*** DOCUMENT SECTION Section Begins ***

Just over a year ago, the U.S. Food and Drug Administration approved the use of chimeric antigen receptor T-cell (CAR-T) therapy for the treatment of relapsed or refractory pediatric and young adult patients with B-cell acute lymphoblastic leukemia (ALL). The therapy, referred to as CTL019 (or tisagenlecleucel) but now marketed by Novartis as Kymriah, reprograms the patient’s own T cells to locate and kill B cells that have the protein CD19 on their surface. FDA approval was the result of five years of clinical trials supervised by lead investigator Stephan Grupp, MD, PhD, Chief of the Cellular Therapy and Transplant Section and Director of the Cancer Immunotherapy Program at Children’s Hospital of Philadelphia (CHOP).
CHOP is a world leader in CAR T-cell therapy, having treated more than 250 patients — the busiest pediatric center in the world. The CHOP team continually takes what it learns through its exceptional amount of clinical experience and translates it to innovative research approaches that could be alternatives to or combined with Kymriah. “We are working on broad access to this therapy, and are excited about recent approvals for Kymriah in the EU, UK, and Canada,” says Grupp. “We are committed to the safe and excellent care of the more than 80 CAR-T patients we are treating yearly at CHOP. But we are most excited by future innovations in CAR T and other engineered cell therapies at CHOP.”

*** DOCUMENT SECTION Section Ends ***
*** SOURCE DATA Section Begins ***

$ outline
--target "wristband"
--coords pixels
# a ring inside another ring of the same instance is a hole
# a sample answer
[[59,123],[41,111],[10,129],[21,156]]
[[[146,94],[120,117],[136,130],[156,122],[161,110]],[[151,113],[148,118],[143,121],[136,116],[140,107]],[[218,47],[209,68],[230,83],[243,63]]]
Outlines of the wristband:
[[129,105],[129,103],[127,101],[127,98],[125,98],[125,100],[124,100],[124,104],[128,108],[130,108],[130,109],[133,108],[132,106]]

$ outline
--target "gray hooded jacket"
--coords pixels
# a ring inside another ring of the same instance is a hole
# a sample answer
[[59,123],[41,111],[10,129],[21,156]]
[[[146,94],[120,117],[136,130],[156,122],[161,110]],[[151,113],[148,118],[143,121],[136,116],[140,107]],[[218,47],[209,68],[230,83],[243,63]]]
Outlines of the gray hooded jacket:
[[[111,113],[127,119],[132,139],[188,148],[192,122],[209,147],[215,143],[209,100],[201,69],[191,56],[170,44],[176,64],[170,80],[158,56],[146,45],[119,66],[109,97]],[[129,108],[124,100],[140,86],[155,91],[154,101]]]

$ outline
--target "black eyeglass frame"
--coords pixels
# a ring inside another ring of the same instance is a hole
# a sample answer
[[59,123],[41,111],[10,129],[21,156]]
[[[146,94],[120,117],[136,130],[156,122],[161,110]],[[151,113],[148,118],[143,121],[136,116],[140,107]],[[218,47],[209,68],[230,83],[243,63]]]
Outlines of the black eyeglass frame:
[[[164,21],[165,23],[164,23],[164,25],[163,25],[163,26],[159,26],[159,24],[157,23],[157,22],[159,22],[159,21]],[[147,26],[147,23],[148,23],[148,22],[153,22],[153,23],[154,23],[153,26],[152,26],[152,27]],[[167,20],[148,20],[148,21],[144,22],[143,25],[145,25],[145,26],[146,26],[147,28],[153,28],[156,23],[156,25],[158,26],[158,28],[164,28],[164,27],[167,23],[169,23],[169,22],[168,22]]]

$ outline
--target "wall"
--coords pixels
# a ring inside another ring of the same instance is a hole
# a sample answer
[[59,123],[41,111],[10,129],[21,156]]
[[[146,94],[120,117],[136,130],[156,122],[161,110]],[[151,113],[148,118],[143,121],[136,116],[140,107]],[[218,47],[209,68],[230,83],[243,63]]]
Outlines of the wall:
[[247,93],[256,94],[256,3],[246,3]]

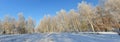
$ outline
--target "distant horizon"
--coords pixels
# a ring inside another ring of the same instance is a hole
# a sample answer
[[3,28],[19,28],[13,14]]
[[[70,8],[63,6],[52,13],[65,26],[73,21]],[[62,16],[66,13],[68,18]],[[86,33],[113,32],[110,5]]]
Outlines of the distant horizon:
[[56,12],[61,9],[77,10],[77,5],[81,1],[86,1],[94,6],[98,4],[98,0],[0,0],[0,19],[2,20],[6,15],[17,19],[18,13],[22,12],[25,19],[31,16],[38,25],[44,15],[55,16]]

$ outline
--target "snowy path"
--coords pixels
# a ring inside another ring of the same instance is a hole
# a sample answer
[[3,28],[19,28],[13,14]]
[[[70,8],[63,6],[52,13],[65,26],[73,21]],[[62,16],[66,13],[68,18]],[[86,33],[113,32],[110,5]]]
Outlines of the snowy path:
[[83,33],[0,35],[0,42],[120,42],[120,36]]

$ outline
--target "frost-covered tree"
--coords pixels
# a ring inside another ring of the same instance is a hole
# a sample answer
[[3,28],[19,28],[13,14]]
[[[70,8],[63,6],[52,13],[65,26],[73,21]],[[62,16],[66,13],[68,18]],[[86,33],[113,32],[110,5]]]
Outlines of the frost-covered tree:
[[92,6],[82,1],[80,4],[78,4],[78,10],[82,18],[82,21],[88,22],[90,24],[90,27],[92,28],[92,31],[95,32],[94,30],[95,28],[93,27],[93,22],[92,22],[92,19],[95,17]]
[[27,33],[33,33],[35,28],[35,21],[29,17],[26,24]]
[[20,34],[26,33],[26,21],[23,16],[23,13],[18,14],[17,22],[18,22],[18,27],[17,27],[18,33],[20,33]]

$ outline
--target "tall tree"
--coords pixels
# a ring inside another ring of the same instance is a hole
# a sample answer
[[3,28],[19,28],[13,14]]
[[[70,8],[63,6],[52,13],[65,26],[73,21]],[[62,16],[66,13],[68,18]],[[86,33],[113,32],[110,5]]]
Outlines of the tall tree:
[[26,24],[27,33],[33,33],[35,28],[35,21],[29,17]]
[[82,20],[86,22],[88,21],[88,23],[92,28],[92,31],[95,32],[93,27],[93,22],[92,22],[92,19],[94,18],[94,12],[93,12],[92,6],[82,1],[82,3],[78,4],[78,10]]
[[18,28],[17,28],[17,30],[20,34],[26,33],[26,21],[25,21],[25,18],[23,16],[23,13],[18,14]]

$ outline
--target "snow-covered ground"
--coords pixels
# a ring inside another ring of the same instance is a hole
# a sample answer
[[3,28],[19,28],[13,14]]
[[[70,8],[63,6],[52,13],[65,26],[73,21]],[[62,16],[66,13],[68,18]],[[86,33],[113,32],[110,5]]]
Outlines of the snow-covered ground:
[[114,32],[34,33],[0,35],[0,42],[120,42],[120,36]]

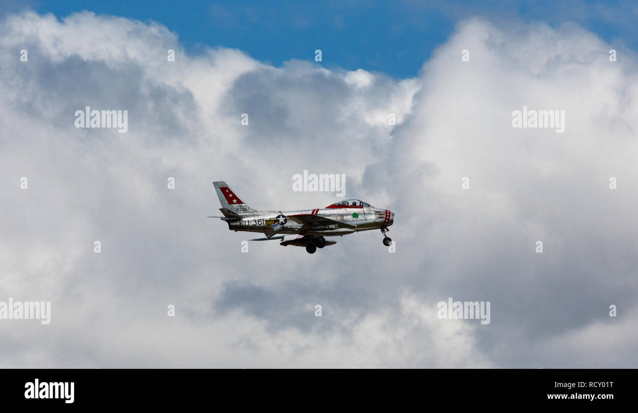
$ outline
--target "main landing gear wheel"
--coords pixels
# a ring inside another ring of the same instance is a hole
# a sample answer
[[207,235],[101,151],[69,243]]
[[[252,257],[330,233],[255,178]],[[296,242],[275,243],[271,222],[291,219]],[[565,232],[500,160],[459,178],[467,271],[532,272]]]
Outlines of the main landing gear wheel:
[[382,228],[381,233],[383,235],[383,245],[386,247],[389,247],[390,244],[392,243],[392,239],[389,236],[385,236],[385,233],[388,232],[389,229],[387,228]]

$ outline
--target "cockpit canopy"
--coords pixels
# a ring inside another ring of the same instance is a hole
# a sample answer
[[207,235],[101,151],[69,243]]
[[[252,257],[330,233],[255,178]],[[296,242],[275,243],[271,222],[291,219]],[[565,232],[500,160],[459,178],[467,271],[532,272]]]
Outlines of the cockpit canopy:
[[372,205],[359,199],[344,199],[335,202],[332,205],[328,205],[326,208],[363,208],[364,207],[371,207]]

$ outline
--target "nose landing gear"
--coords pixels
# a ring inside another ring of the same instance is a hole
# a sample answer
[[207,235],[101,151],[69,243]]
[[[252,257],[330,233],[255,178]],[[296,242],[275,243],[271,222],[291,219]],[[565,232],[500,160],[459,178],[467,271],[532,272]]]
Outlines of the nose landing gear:
[[385,233],[390,231],[387,228],[383,228],[381,229],[381,232],[383,234],[383,245],[386,247],[389,247],[392,243],[392,240],[389,236],[386,236]]

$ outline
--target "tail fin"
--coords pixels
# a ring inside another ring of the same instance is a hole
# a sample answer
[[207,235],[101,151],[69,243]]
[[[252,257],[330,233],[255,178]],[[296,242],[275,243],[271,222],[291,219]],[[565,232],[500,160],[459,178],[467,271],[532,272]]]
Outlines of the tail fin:
[[252,212],[254,210],[244,203],[226,182],[218,181],[213,182],[212,184],[215,185],[217,196],[219,198],[219,203],[221,204],[221,208],[219,208],[219,210],[225,215],[229,216],[226,215],[226,213],[229,213],[230,216],[241,215],[242,213]]

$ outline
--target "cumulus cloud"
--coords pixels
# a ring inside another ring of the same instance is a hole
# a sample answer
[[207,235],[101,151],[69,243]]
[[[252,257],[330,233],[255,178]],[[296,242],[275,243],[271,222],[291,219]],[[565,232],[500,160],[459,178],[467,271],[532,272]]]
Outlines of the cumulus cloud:
[[[188,55],[161,25],[90,12],[9,15],[0,300],[51,301],[52,321],[0,322],[0,365],[635,367],[638,83],[610,48],[469,20],[397,80]],[[75,128],[86,106],[128,110],[128,131]],[[565,110],[564,133],[512,128],[524,106]],[[332,203],[292,191],[304,170],[396,212],[396,253],[375,231],[242,254],[251,236],[205,217],[214,180],[256,208]],[[448,297],[490,301],[491,323],[439,320]]]

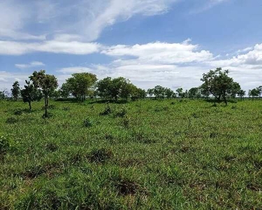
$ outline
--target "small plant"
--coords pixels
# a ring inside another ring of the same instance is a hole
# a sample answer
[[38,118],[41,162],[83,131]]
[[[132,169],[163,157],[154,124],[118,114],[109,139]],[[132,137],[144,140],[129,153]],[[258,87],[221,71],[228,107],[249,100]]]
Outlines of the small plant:
[[0,155],[6,153],[10,147],[8,139],[5,136],[0,136]]
[[85,127],[92,127],[93,125],[94,125],[94,122],[89,118],[87,118],[84,120],[84,125]]
[[130,118],[128,116],[124,116],[124,120],[123,120],[123,126],[128,129],[130,127]]
[[42,115],[42,118],[43,119],[45,119],[45,118],[51,118],[51,117],[52,117],[53,116],[53,115],[52,114],[52,113],[48,113],[46,115],[45,114],[43,114],[43,115]]
[[103,163],[112,156],[110,150],[106,148],[94,149],[89,155],[89,160],[91,162]]
[[141,187],[129,178],[118,176],[114,178],[114,182],[119,195],[135,195],[141,191]]
[[15,111],[14,114],[15,114],[15,115],[20,115],[22,114],[22,113],[23,113],[22,110],[17,109],[17,110]]
[[45,144],[45,148],[51,152],[54,152],[58,149],[57,145],[54,143],[48,143]]
[[70,111],[70,107],[68,107],[68,106],[66,106],[66,107],[63,107],[62,110],[63,110],[63,111]]
[[217,136],[217,133],[214,133],[214,132],[210,133],[209,136],[210,139],[214,139],[214,138],[216,138]]
[[15,124],[17,122],[18,122],[17,119],[15,118],[7,118],[6,120],[6,123],[8,123],[8,124]]
[[117,111],[115,114],[115,117],[119,117],[119,118],[124,118],[124,115],[126,114],[127,111],[126,109],[124,108],[120,108],[119,111]]
[[112,113],[112,108],[108,104],[105,108],[105,110],[103,111],[102,111],[101,113],[100,113],[100,115],[109,115]]

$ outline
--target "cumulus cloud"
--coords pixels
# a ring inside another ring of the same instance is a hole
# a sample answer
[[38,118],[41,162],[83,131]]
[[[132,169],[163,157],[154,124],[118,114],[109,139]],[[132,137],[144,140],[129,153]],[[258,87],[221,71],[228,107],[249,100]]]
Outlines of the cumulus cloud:
[[15,64],[15,67],[18,69],[28,69],[28,68],[31,68],[31,67],[36,67],[36,66],[45,66],[45,64],[43,64],[41,62],[31,62],[29,64]]
[[0,38],[92,41],[107,27],[136,15],[162,14],[177,1],[3,0],[0,2]]
[[48,41],[43,42],[16,42],[0,41],[0,55],[20,55],[35,52],[87,55],[98,52],[101,44],[79,41]]
[[133,56],[137,63],[179,64],[211,60],[213,55],[207,50],[198,50],[198,45],[189,43],[150,43],[145,45],[115,46],[102,51],[113,57]]
[[205,0],[204,4],[201,5],[201,6],[194,8],[191,10],[189,13],[191,14],[196,14],[203,13],[208,10],[212,8],[213,7],[221,4],[225,3],[226,1],[229,1],[230,0]]

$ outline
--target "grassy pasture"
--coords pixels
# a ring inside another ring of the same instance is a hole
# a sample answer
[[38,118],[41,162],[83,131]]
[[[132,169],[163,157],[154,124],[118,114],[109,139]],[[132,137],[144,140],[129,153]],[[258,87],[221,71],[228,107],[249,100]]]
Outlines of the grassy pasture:
[[0,209],[261,209],[262,101],[0,101]]

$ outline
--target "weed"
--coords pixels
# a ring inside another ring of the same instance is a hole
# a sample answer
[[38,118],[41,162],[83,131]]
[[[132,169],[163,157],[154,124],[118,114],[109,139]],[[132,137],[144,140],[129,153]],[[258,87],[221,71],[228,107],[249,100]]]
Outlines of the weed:
[[109,115],[112,113],[112,108],[108,104],[105,108],[105,110],[102,112],[100,113],[100,115]]
[[90,118],[87,118],[84,120],[84,125],[85,127],[90,127],[94,125],[94,122]]
[[117,112],[115,113],[115,117],[124,118],[126,113],[126,109],[124,108],[122,108],[119,110],[117,111]]
[[6,123],[8,124],[15,124],[18,122],[18,120],[15,118],[8,118],[6,120]]
[[93,149],[88,155],[88,159],[91,162],[103,163],[112,156],[110,150],[106,148]]

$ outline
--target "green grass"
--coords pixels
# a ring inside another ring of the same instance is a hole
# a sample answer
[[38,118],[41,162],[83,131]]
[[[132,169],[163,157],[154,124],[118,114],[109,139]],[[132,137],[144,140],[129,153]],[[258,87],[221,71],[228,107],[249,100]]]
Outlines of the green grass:
[[0,101],[0,209],[262,209],[262,101],[50,104]]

*** SOURCE DATA Section Ends ***

● **WHAT YOU WILL DO**:
Name every place the passage on CAR T-cell therapy lists as having recently approved Kymriah. The lines above are separate material and are unrelated to the passage on CAR T-cell therapy.

● **ANSWER BOX**:
The EU, the UK, and Canada.